DATA SECTION
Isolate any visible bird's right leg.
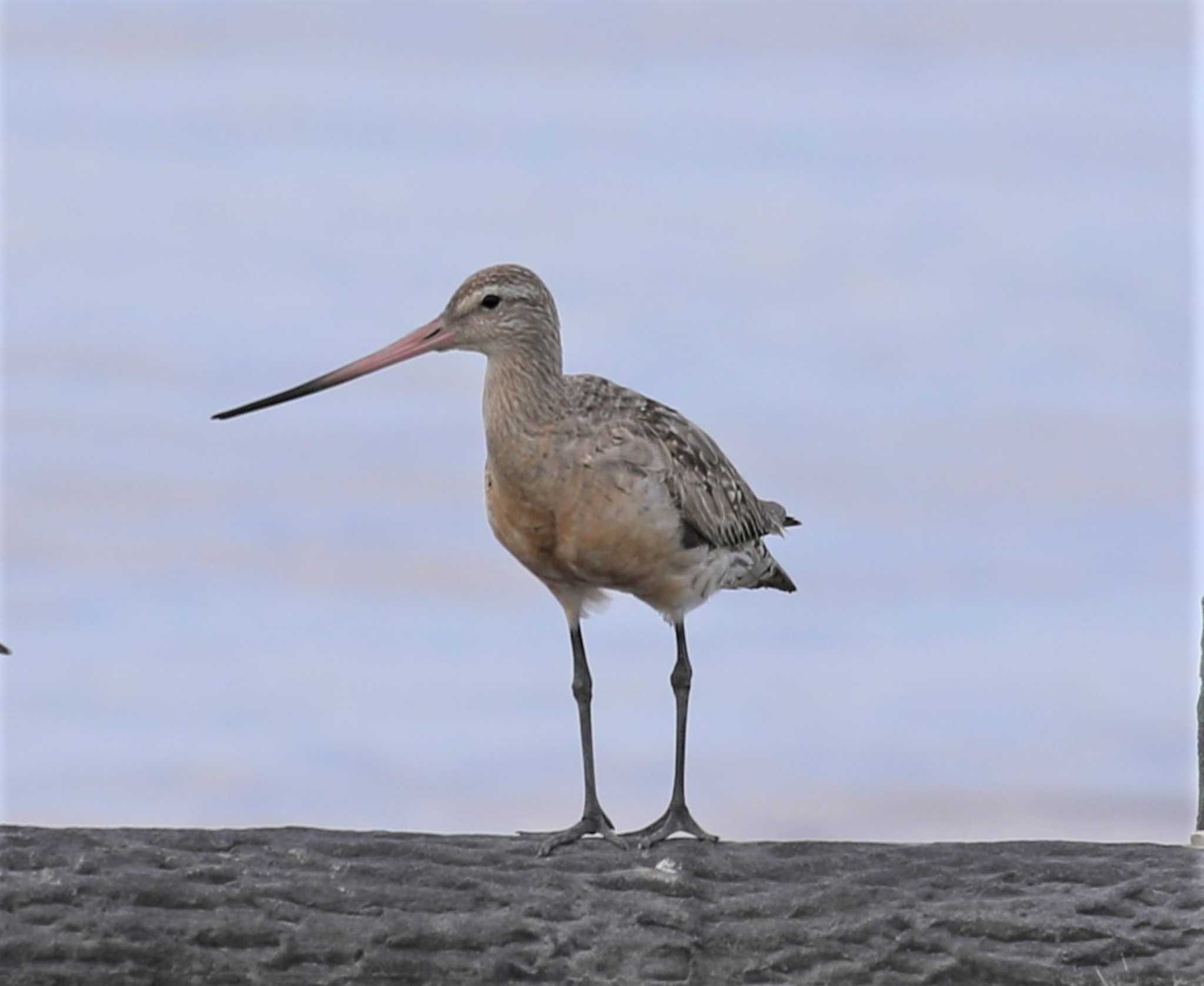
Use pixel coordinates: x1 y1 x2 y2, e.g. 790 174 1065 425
519 620 627 856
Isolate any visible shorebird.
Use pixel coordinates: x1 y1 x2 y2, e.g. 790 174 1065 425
213 263 798 856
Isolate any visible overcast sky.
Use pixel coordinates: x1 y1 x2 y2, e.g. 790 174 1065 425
0 2 1198 841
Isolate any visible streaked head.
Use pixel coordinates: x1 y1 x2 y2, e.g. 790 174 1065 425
213 263 560 419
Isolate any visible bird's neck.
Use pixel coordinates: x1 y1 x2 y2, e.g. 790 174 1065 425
483 337 565 460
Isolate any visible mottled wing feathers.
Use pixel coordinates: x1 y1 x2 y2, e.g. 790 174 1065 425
567 373 797 547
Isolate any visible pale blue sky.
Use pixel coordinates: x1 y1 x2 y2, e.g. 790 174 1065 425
0 2 1198 840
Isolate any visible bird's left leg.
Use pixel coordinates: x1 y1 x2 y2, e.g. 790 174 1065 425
519 620 627 856
624 620 719 849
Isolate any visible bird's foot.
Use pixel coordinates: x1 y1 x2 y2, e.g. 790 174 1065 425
519 808 627 856
623 802 719 849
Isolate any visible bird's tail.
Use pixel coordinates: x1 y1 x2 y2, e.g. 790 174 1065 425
761 500 798 534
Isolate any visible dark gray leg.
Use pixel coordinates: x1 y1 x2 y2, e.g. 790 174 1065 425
519 623 627 856
624 623 719 849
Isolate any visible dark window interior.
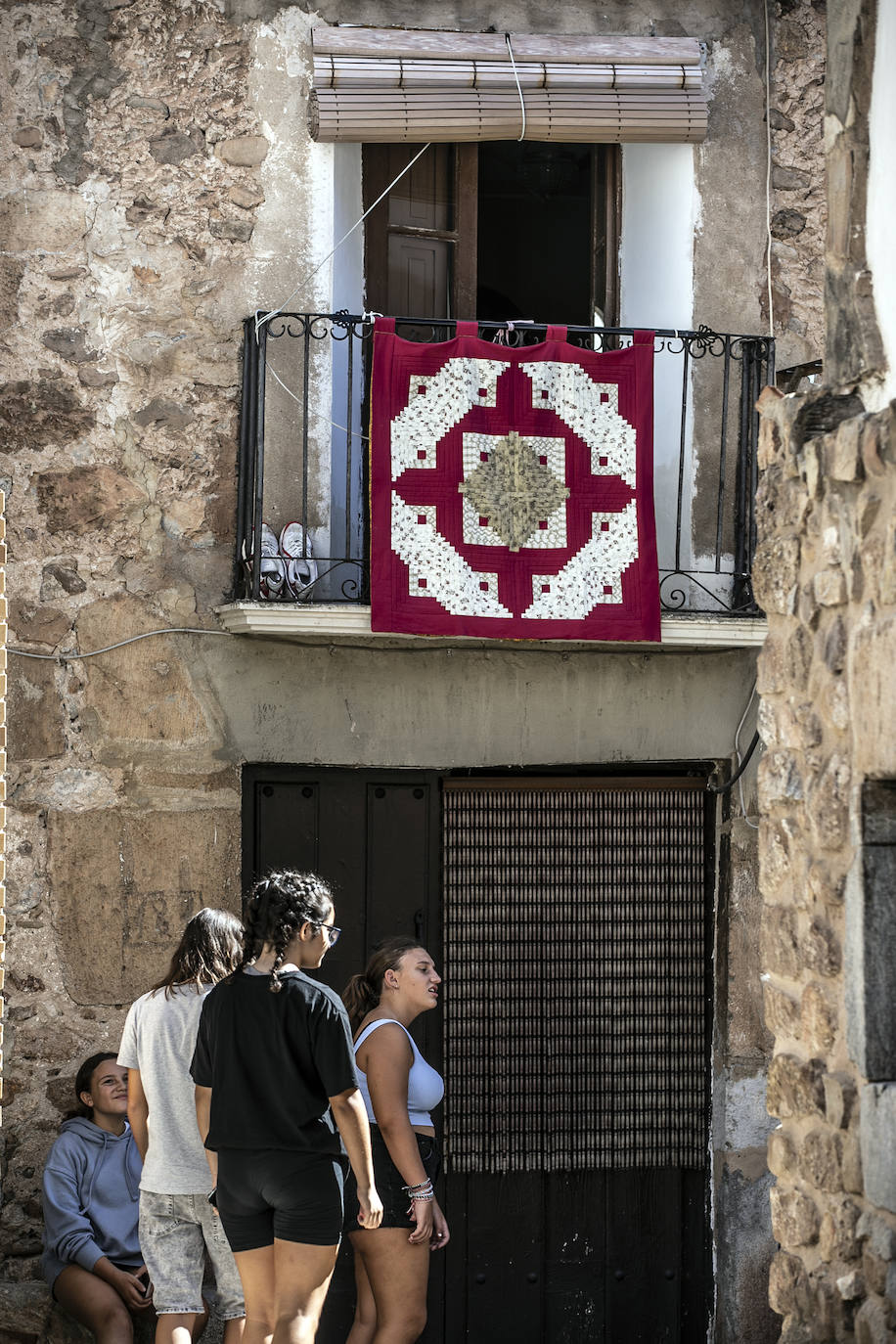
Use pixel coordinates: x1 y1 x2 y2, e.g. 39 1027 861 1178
477 141 605 326
364 141 619 326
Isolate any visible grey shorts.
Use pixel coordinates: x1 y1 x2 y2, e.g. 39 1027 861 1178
140 1189 246 1322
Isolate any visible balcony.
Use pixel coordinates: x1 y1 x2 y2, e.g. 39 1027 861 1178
219 313 774 648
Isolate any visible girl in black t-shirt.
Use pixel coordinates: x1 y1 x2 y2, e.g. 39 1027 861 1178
191 871 382 1344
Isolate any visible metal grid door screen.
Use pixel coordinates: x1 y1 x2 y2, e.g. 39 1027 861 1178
445 781 708 1172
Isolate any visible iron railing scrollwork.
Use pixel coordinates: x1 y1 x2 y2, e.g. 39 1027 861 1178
234 312 775 615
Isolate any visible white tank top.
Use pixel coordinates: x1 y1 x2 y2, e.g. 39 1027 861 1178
355 1017 445 1125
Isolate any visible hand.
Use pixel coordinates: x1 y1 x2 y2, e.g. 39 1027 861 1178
112 1265 152 1312
357 1186 382 1232
429 1200 451 1251
408 1199 435 1246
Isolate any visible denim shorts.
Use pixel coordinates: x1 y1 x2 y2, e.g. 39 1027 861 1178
342 1125 442 1232
138 1189 246 1322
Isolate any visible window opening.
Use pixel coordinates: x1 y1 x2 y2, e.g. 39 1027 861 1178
477 141 605 327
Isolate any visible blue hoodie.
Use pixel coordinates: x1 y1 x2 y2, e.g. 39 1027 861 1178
40 1117 143 1286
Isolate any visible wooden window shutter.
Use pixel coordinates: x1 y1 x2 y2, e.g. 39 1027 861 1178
309 28 706 144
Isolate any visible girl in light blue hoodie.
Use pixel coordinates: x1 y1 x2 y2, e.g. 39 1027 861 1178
42 1053 152 1344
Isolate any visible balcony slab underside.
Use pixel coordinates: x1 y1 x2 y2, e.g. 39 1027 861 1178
216 601 769 653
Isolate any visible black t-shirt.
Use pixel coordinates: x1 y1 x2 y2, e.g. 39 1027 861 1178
190 970 357 1156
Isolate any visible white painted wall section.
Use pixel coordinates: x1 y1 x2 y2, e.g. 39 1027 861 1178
619 145 698 568
867 0 896 407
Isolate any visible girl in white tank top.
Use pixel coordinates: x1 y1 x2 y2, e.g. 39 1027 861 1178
342 938 449 1344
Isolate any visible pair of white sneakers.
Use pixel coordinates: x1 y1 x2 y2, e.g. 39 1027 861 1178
253 522 317 603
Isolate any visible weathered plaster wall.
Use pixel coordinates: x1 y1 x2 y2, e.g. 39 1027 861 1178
0 0 800 1344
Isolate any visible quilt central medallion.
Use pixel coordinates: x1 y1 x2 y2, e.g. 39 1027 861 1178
458 428 569 551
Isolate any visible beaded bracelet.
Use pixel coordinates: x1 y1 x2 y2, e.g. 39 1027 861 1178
402 1178 434 1200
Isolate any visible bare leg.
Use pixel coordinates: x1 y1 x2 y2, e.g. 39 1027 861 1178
273 1240 338 1344
349 1227 429 1344
191 1297 208 1344
224 1316 246 1344
234 1246 277 1344
345 1250 377 1344
156 1304 208 1344
53 1265 134 1344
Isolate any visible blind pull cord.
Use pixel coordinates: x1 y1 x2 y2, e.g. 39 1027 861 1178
504 32 525 144
255 143 429 340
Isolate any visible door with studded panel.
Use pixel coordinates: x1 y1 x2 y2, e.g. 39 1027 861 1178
245 768 713 1344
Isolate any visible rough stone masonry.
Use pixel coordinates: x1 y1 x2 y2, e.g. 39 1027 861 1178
753 3 896 1344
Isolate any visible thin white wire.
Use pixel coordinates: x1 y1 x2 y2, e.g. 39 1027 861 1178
764 0 775 340
504 32 525 145
7 625 230 662
735 682 759 830
255 143 429 340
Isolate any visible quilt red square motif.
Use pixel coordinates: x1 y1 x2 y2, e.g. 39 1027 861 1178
371 319 659 641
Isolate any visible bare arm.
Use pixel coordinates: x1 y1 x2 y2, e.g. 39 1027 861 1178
329 1088 382 1229
127 1068 149 1163
197 1083 217 1189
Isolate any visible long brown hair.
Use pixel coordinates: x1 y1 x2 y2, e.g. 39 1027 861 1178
342 937 421 1031
151 909 244 999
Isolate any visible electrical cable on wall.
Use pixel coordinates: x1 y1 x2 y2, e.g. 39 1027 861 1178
7 625 231 662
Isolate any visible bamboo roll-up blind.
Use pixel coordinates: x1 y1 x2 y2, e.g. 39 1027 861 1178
309 28 706 143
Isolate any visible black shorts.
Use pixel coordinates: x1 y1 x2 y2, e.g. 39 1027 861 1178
216 1147 345 1251
342 1125 442 1232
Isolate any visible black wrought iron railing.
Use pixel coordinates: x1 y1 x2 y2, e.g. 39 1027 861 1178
234 313 775 615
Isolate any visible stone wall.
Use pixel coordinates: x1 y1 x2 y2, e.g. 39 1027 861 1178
762 0 828 368
753 391 896 1344
0 492 7 1117
0 0 252 1280
753 0 896 1344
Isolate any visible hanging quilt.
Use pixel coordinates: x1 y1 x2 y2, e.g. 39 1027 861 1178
371 319 659 640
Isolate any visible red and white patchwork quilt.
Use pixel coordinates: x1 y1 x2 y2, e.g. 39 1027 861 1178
371 319 659 640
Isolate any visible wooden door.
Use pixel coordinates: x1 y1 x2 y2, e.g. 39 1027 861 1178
363 143 620 326
244 766 443 1344
245 768 713 1344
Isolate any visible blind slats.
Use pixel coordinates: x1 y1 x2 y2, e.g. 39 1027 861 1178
312 90 706 144
309 28 706 143
314 55 702 91
312 28 699 66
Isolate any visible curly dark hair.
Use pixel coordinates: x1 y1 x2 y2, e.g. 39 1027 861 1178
242 869 334 993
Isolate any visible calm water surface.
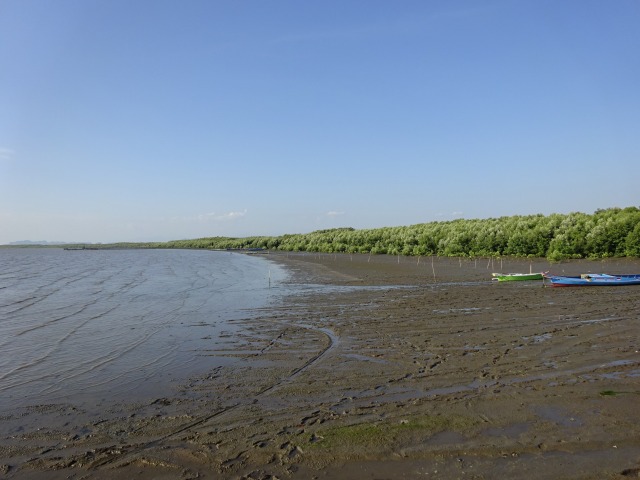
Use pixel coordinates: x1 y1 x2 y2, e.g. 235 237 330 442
0 249 287 409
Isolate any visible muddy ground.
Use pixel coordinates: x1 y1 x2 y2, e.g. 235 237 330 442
0 253 640 479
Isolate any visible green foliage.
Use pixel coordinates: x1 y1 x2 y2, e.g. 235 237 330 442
86 207 640 261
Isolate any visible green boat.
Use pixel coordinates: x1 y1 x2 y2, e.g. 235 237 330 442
493 272 544 282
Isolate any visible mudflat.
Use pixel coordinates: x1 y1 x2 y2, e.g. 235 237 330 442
0 253 640 480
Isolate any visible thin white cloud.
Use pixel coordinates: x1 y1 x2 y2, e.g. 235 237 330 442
0 147 16 161
197 209 247 222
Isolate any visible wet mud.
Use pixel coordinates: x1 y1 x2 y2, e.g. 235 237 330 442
0 253 640 479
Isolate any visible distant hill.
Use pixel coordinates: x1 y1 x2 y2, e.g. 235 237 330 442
7 240 80 245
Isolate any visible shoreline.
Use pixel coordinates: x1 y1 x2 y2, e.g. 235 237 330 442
0 252 640 480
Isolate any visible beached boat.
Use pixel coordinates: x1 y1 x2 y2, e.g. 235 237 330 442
544 273 640 287
492 273 544 282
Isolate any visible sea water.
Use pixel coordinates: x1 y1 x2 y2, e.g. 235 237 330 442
0 248 287 410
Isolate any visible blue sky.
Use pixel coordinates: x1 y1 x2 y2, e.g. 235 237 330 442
0 0 640 244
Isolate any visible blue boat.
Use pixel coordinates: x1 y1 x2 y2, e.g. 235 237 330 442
544 273 640 287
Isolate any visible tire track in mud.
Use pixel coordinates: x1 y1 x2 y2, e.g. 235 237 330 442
89 318 340 470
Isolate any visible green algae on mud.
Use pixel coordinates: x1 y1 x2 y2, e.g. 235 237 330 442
310 414 480 453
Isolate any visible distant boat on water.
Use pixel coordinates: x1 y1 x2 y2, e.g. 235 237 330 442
544 273 640 287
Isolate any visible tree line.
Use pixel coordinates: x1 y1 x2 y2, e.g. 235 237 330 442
106 207 640 261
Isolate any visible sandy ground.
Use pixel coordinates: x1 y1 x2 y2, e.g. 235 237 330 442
0 253 640 480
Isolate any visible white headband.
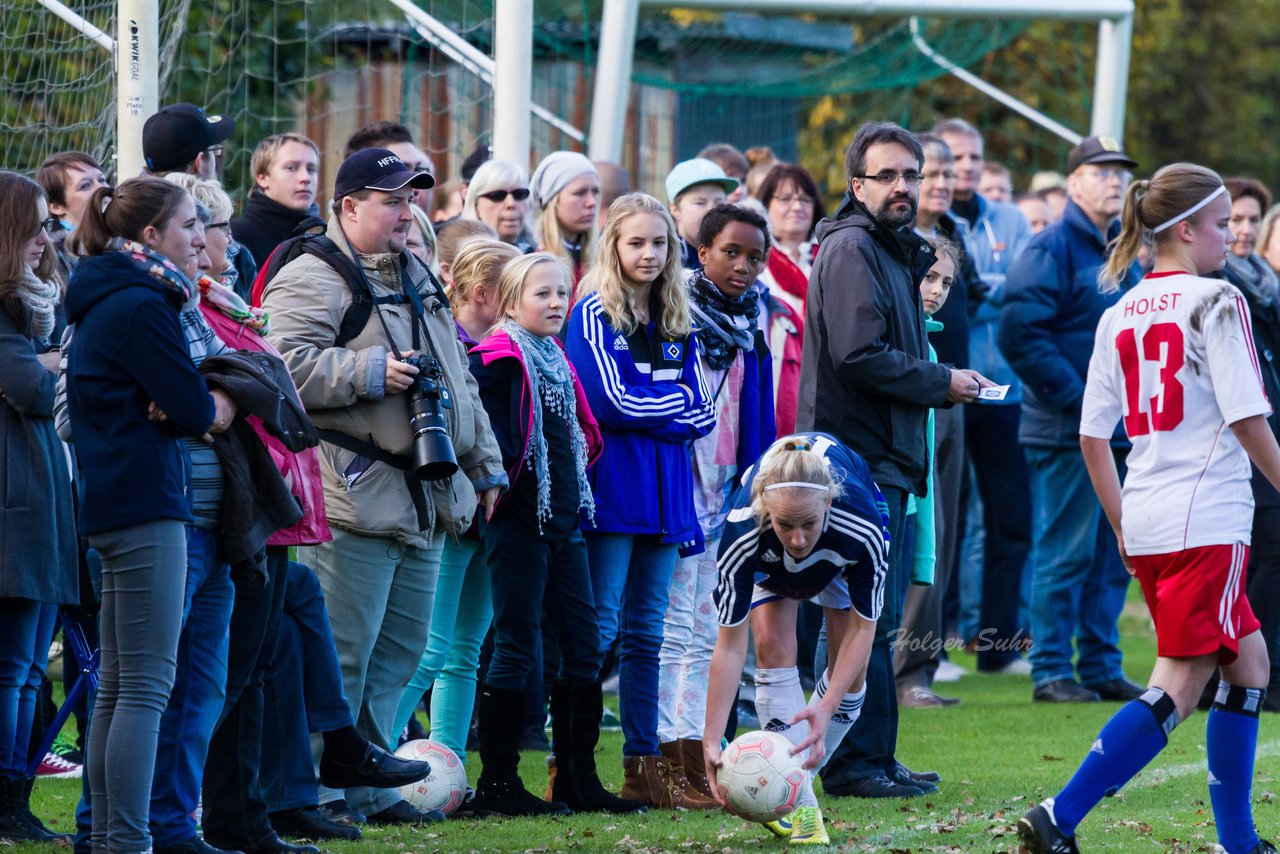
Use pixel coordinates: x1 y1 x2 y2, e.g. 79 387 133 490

WHAT TO PRODUCE
Reproduce the data from the beginning through the line containing "483 337 565 460", replacing "overcast sky" with "cloudy sky" and keeping everything else the same. Omit the pictures.

ANSWER IN FULL
Isolate any visible bird's right leg.
Use pixel coordinates: x1 y1 x2 y2, e.g. 790 174 1065 425
519 620 627 856
Isolate any visible shorebird.
Use pixel coordinates: x1 y1 x2 y2, e.g. 790 174 1065 425
213 263 798 856
Isolate any visible cloudy sky.
Use pixel coordinates: x1 y1 x2 y2, e.g. 790 174 1065 425
0 2 1198 841
Isolate any visible streaked head.
Use pixel coordinates: x1 y1 x2 y2, e.g. 790 174 1065 425
213 263 560 419
Isolate any visible bird's neck.
Use pixel coordinates: x1 y1 x2 y2, e.g. 790 174 1065 425
483 337 565 460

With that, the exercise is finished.